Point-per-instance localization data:
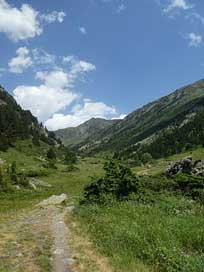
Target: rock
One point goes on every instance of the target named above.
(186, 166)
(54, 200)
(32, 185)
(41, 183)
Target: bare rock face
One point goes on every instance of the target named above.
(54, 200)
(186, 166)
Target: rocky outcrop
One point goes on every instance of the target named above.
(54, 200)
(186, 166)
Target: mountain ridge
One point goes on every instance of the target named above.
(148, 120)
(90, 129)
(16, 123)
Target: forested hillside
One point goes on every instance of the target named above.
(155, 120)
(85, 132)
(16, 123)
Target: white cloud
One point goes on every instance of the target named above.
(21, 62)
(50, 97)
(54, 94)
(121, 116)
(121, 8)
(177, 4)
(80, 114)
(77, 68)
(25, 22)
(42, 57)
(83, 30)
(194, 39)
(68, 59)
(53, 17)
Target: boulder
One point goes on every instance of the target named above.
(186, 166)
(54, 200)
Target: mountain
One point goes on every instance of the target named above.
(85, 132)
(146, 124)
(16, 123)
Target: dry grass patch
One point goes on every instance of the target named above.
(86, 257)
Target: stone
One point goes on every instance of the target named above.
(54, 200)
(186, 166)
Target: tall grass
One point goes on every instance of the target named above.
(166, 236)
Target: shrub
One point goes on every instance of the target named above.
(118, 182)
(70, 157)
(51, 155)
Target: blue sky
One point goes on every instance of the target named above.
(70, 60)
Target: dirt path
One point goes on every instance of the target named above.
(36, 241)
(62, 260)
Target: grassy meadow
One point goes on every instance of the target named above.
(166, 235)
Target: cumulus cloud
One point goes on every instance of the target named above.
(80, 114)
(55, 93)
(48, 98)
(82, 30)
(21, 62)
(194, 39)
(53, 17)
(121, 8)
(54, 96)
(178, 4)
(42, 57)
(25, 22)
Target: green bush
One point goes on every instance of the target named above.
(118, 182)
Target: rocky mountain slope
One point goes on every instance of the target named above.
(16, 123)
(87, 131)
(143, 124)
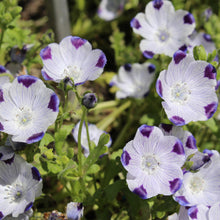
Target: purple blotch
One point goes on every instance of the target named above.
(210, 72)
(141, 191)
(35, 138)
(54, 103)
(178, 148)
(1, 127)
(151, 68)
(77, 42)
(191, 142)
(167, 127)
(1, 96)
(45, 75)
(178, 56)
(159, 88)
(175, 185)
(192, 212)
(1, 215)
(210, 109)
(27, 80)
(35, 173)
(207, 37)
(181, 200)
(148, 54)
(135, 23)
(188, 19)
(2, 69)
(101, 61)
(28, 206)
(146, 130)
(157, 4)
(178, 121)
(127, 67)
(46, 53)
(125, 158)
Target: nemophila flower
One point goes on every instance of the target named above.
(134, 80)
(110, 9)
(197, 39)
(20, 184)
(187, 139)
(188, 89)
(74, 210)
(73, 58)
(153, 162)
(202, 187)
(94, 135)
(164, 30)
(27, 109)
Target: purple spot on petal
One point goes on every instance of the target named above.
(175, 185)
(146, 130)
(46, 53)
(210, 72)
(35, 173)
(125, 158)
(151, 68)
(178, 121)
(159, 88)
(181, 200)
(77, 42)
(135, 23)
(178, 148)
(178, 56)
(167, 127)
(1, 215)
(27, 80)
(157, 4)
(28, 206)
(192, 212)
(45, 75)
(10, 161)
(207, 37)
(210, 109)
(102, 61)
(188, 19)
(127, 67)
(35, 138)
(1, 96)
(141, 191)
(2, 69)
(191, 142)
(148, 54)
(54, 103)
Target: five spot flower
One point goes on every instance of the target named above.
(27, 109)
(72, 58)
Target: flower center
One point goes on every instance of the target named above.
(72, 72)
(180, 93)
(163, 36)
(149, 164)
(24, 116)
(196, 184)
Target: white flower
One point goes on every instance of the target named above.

...

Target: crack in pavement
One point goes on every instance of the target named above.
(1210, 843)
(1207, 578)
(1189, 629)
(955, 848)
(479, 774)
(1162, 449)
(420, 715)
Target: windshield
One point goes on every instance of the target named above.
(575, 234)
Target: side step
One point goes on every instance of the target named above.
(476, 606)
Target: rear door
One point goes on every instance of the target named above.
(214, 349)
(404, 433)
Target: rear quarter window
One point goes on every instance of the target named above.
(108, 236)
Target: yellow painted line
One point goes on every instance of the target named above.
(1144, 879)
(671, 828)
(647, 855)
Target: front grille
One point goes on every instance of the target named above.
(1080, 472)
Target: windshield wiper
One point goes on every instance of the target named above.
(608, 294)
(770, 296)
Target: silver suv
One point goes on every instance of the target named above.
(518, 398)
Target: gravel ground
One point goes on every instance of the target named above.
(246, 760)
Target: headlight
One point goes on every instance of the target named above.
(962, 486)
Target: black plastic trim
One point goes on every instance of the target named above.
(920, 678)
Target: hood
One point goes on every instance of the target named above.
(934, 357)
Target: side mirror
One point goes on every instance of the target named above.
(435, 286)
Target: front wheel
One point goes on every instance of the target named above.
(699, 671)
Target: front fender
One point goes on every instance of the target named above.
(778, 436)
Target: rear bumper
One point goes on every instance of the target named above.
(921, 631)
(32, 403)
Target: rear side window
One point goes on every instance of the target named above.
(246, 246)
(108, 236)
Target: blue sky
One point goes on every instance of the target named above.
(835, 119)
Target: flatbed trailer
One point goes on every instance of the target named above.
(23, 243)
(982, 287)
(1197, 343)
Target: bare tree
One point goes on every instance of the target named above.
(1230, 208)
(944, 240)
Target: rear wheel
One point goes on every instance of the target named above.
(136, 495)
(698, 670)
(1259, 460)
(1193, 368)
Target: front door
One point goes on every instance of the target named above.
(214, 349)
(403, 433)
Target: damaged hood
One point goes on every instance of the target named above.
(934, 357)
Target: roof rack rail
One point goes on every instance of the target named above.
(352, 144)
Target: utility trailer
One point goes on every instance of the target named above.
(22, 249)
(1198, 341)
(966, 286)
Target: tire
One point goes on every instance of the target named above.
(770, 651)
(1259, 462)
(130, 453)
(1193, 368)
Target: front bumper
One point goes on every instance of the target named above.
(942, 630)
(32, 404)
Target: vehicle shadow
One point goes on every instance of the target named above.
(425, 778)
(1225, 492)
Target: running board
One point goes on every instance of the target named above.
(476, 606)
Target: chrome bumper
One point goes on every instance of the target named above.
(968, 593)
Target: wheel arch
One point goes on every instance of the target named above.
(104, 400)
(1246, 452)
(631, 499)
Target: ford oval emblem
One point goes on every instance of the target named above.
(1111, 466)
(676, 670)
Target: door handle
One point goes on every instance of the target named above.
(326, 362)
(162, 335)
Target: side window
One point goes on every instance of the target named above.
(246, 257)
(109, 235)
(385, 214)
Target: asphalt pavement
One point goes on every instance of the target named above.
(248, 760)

==

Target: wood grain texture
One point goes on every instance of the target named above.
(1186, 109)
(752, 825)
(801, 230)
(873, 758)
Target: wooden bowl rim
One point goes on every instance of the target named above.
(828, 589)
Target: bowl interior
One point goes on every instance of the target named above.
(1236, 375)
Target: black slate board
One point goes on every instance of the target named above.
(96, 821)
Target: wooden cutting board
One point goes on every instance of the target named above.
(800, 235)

Task objective: Lines that contain the word "bowl": how many are there in the data? Give the number and nothing else.

Solution to this exercise: 2